* _PASSAGE_:
══════

Fig. 4: A conserved C-terminal helix is unique for vertebrate TANGO1.
figure 4

a Multiple sequence alignment of the cargo-recognition domain of TALI from different vertebrate organisms. Conserved and semi-conserved residues are highlighted in orange and purple, respectively. Conserved disulfide bridges are indicated by orange lines. C-terminal helix found in TANGO1 is indicated by striped cylinder. b Structures of human TANGO1’s and TALI’s cargo-recognition domain predicted by AlphaFold. Conserved aromatic residues within the domain are shown as magenta, conserved and semi-conserved residues corresponding to the region of the helix present in TANGO1 as cyan sticks. c Domain family encoded by the mia gene family. Structures for TANGO1, TALI, and Otoraplin are AlphaFold predictions (AF-Q5JRA6-F1 [https://alphafold.ebi.ac.uk/entry/Q5JRA6], AF-Q96PC5-F1 [https://alphafold.ebi.ac.uk/entry/Q96PC5], and AF-Q9NRC9-F1 [https://alphafold.ebi.ac.uk/entry/Q9NRC9], respectively. Accessed via https://alphafold.ebi.ac.uk/). The RCSB-PDB database entry for MIA is 1I1J [https://www.rcsb.org/structure/1I1J]18.

Type IV collagen binding is conserved in TANGO1 protein family members

Among the substantially smaller subset of collagens found in invertebrates compared to vertebrates, type IV collagen is one of the fundamental molecules facilitating cell-matrix adhesion27,28. In order to address the cargo-recognition of the TANGO1 protein family in invertebrates, we performed titration series of dmTANGO1(30-139) and collagen IV using microscale thermophoresis (MST). For collagen IV at a constant concentration of 25 nM and increasing concentrations of dmTANGO1(30-139), significant changes in thermophoresis were observed (Fig. 5a), indicating a direct interaction between both molecules with a dissociation constant KD of 6.9 ± 3.2 µM.

Fig. 5: TANGO1 family proteins bind type IV collagen.

══════

* _WORK TO BE COMPLETED_: Update the part of the TANGO1 passage that opens with "Among the substantially" and closes with "KD of 6.9 ± 3.2 µM.", replacing "collagen IV" with "type IV collagen" wherever it occurs.

* _PROVIDED MATERIAL_:

══════

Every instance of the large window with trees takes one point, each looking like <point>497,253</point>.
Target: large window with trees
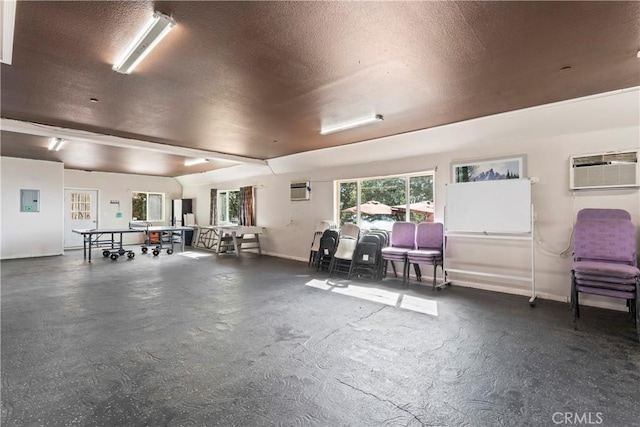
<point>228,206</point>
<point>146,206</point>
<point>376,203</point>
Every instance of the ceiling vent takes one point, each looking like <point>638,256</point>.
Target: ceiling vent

══════

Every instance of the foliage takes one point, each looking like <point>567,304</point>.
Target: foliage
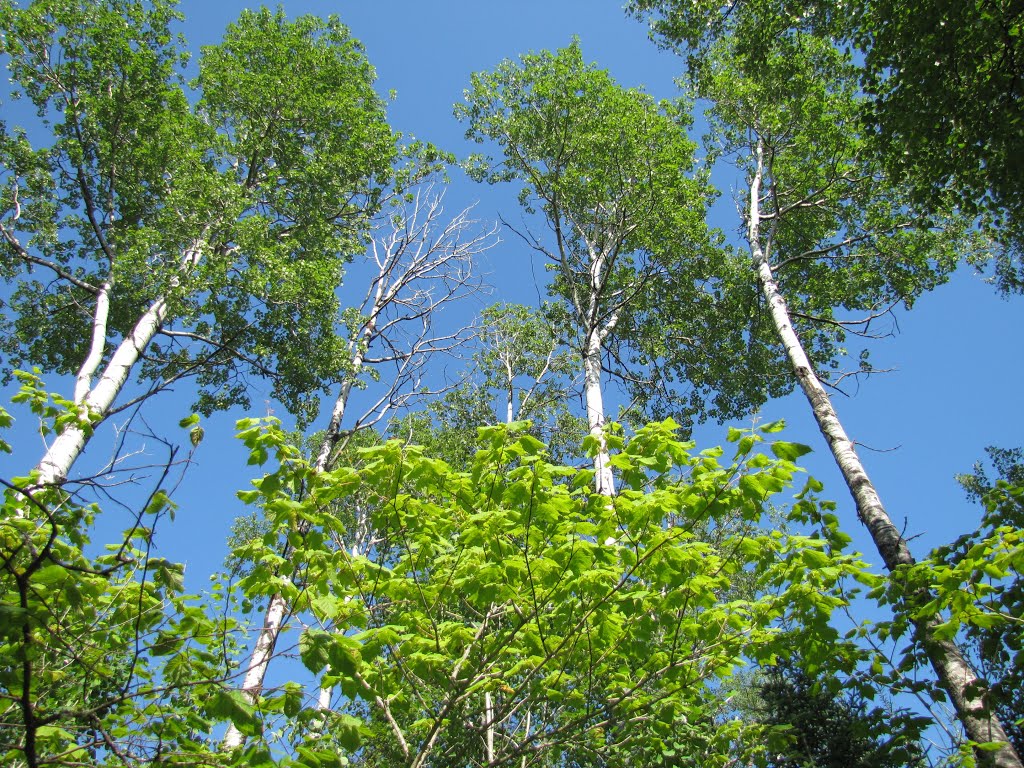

══════

* _EXERCISE RESPONSE_:
Among the substantially smaller subset of collagens found in invertebrates compared to vertebrates, type IV collagen is one of the fundamental molecules facilitating cell-matrix adhesion27,28. In order to address the cargo-recognition of the TANGO1 protein family in invertebrates, we performed titration series of dmTANGO1(30-139) and type IV collagen using microscale thermophoresis (MST). For type IV collagen at a constant concentration of 25 nM and increasing concentrations of dmTANGO1(30-139), significant changes in thermophoresis were observed (Fig. 5a), indicating a direct interaction between both molecules with a dissociation constant KD of 6.9 ± 3.2 µM.